Exercises to complete
• A. In the article on Lesley Manville, change "storied" to "longtime" and write out the passage between "Perhaps best known, at" and "be Dame Lesley.", inclusive.
• B. Write the next part of the article about Lesley Manville's Broadway debut, picking up after its final sentence.

Passage given
__________

Lesley Manville’s Broadway Debut Was A Classic: Tony Watch Q&A

Lesley Manville’s Broadway Debut Was A Classic: Tony Watch Q&A


Lesley Manville might just be a prime candidate for a new Mandela Effect: Surely many of us would bet the going equivalent of a farm in our certainty that the great stage actor has a long and distinguished Broadway career.

We would lose the farm, but at least the distinguished part of the statement is true. Her first and so far only Broadway turn – as Jocasta in Robert Icke’s rapturously received update of Oedipus, costarring Mark Strong in the title role – was widely praised and is a very strong contender in this year’s Tony Award race for Best Actress in a Play. The “long” part of the Broadway equation is an open question – and one that Manville addresses in this conversation with Deadline.

Perhaps best known, at least in the United States, for her storied association with film director Mike Leigh (Topsy-Turvey, Secrets and Lies, Vera Drake, among others) and, most recently, her series-stealing performance as Princess Margaret in Netflix’s The Crown, Manville’s numerous London stage credits have made her a reigning royal of the British stage. In 2015 she was awarded an Order of the British Empire (OBE), and in 2021 was promoted to Commander (CBE). One more and she’ll be Dame Lesley.

In this candid Tony Watch interview, Manville seemed closer to the freewheeling Princess Margaret than the more stoic members of the Royal Family, sharing her thoughts on what made her onstage chemistry with Strong so riveting and so tactile, and all accomplished without the assistance of an intimacy coordinator. She also talks about what took her so long to get to Broadway, and how it felt, night after night, to work her way to one of theater’s most shocking and violent denouements. We can thank or blame Sophocles for Jocasta’s suicide and Oedipus’ bloody self-blinding, but it was Icke’s adaptation and direction, and the performances of his exemplary cast, that made this season’s Oedipus feel stiletto sharp, up-to-the-moment and surprisingly unpredictable.

__________

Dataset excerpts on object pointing
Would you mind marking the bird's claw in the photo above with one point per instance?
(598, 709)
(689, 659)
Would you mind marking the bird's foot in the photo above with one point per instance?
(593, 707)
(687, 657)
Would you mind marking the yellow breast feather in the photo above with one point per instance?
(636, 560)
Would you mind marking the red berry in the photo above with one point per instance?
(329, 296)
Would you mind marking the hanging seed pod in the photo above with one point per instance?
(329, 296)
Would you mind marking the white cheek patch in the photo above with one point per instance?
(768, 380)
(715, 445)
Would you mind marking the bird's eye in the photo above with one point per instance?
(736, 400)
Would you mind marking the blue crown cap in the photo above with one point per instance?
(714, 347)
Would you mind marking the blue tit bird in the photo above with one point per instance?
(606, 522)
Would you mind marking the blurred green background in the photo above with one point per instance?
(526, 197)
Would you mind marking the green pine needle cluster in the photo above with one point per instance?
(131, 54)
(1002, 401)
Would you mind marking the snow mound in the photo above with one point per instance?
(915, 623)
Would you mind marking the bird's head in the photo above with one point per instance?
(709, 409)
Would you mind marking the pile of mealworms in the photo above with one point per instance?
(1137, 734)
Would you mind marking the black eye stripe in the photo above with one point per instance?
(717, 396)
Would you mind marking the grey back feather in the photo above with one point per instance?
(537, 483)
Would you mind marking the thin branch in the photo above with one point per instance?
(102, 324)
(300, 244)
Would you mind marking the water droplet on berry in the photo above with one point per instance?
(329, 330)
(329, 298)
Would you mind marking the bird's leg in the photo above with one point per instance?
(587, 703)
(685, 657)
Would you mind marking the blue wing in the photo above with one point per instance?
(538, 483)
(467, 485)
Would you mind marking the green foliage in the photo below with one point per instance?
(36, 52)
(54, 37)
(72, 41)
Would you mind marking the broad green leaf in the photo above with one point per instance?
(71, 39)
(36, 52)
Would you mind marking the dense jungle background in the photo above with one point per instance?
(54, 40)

__________

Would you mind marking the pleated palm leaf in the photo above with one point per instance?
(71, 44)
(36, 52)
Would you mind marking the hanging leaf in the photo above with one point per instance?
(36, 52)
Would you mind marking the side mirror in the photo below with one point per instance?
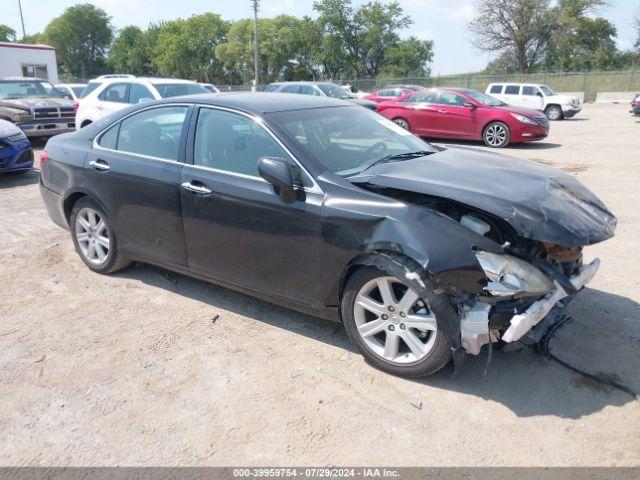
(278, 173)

__________

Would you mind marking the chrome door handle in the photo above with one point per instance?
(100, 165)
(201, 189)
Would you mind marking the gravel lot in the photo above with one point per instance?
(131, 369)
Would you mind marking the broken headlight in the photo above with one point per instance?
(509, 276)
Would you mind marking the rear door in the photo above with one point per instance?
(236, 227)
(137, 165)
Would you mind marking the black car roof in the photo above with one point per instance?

__________

Per-task outputs
• A.
Perhaps best known, at least in the United States, for her longtime association with film director Mike Leigh (Topsy-Turvey, Secrets and Lies, Vera Drake, among others) and, most recently, her series-stealing performance as Princess Margaret in Netflix’s The Crown, Manville’s numerous London stage credits have made her a reigning royal of the British stage. In 2015 she was awarded an Order of the British Empire (OBE), and in 2021 was promoted to Commander (CBE). One more and she’ll be Dame Lesley.

• B.
Let Manville explain how they did it.

This interview has been edited and condensed for length and clarity.

DEADLINE: Let’s just jump right in. I was surprised that this was your first time on Broadway and your first time acting with Mark Strong. Your chemistry with him was just amazing.

LESLEY MANVILLE: Well, that’s in the rehearsals. You can’t just buy that. It’s not there on Day One. You have to have those five, six weeks of rehearsals for that to grow and develop and become something. You have to find it. How do I make these lines work? How do I make this speech work? We knew we had to create this very complicated relationship, very complex relationship. So that’s time. And yes, this was my first time on Broadway. I’ve played New York before. I played the Public Theater way back in the day when Joe Papp ran it. Top Girls, I did there. And I’ve done BAM twice. I did a production of Ibsen’s Ghosts, and I did Long Day’s Journey Into Night. But never on Broadway.

DEADLINE: Let’s circle back to your chemistry with Mark Strong. I know people who had to Google to see if you were actually married.

MANVILLE: I’d met Mark a couple of times socially. We had done a film together but had no scenes together. But Rob [Icke, director]was obviously convinced that he got it right with the two of us, and I think he did. The rest of it, it’s just… I don’t know that some things can be analyzed or torn apart and explained, because all we did was develop this couple moment by moment by moment, line by line by line, scene by scene by scene, and then as the weeks of rehearsal go by this whole cocktail of ingredients gets put together and the whole thing starts to emerge.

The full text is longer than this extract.